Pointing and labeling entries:
—————

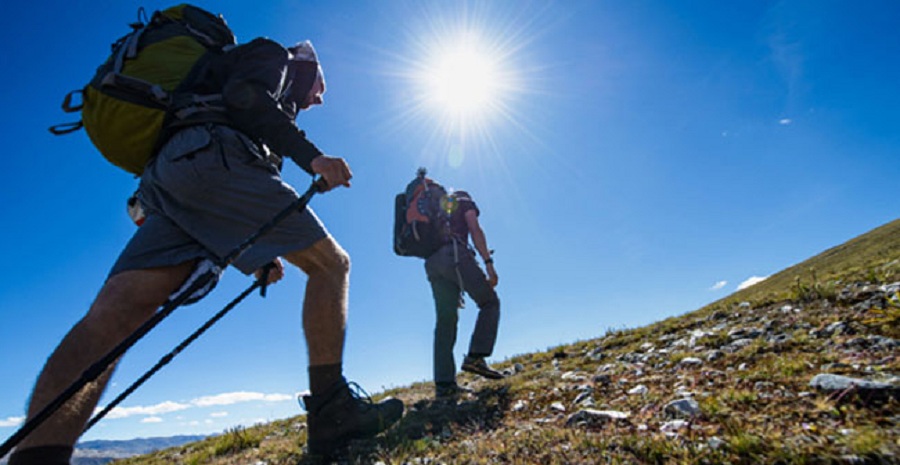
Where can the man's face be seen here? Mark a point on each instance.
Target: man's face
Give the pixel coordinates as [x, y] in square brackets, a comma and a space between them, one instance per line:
[314, 97]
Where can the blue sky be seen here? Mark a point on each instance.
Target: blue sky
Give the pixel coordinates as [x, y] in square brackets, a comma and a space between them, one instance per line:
[633, 160]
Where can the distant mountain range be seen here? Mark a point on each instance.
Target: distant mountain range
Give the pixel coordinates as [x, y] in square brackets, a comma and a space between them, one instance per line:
[101, 452]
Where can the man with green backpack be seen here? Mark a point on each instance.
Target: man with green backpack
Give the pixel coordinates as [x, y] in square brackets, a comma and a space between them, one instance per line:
[219, 132]
[435, 224]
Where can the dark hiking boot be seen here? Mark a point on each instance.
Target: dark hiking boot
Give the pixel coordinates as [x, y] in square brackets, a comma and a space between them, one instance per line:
[450, 392]
[478, 366]
[337, 416]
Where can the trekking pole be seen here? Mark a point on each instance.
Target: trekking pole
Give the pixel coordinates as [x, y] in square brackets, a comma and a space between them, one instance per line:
[95, 370]
[261, 283]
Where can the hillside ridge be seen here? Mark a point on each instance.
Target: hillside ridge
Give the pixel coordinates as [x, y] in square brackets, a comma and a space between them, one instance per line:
[801, 368]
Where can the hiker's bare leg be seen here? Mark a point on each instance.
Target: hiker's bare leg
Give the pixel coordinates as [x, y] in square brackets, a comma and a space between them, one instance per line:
[325, 303]
[125, 302]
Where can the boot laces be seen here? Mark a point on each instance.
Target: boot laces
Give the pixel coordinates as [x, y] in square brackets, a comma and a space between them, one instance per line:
[360, 395]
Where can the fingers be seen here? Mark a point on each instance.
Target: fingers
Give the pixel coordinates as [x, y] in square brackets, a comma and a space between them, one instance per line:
[335, 170]
[276, 272]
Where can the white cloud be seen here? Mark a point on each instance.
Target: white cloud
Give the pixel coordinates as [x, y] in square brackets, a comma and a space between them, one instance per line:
[158, 409]
[230, 398]
[11, 421]
[227, 398]
[751, 281]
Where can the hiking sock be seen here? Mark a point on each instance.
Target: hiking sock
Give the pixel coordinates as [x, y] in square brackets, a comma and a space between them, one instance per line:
[42, 455]
[324, 377]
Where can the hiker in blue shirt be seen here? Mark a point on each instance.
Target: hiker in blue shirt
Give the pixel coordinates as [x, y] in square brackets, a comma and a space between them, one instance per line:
[213, 183]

—————

## Description of the task
Only the lines from the one containing "Where can the white" through the end of the material should be reproduced, exactly, with both ends included.

## Solution
Where can the white cloud be seen here? Mark a point on each instance.
Target: white cloud
Give the pixel coordinates as [x, y] in square brackets, a comma and a space between them, one instance per line:
[158, 409]
[230, 398]
[11, 421]
[227, 398]
[751, 281]
Where can the hiking sock be seen here? Mark a point on each instance.
Target: hiking sock
Give the pixel coordinates as [x, y] in square brackets, a comma and a space between them, one instance per line:
[42, 455]
[324, 377]
Where can the hiker in blue shirt be seen here? Mark a point on each instance.
Target: hiker in blue shirt
Give the pixel coordinates as [x, y] in square brackets, a comma and a space between them, one instance per line:
[213, 183]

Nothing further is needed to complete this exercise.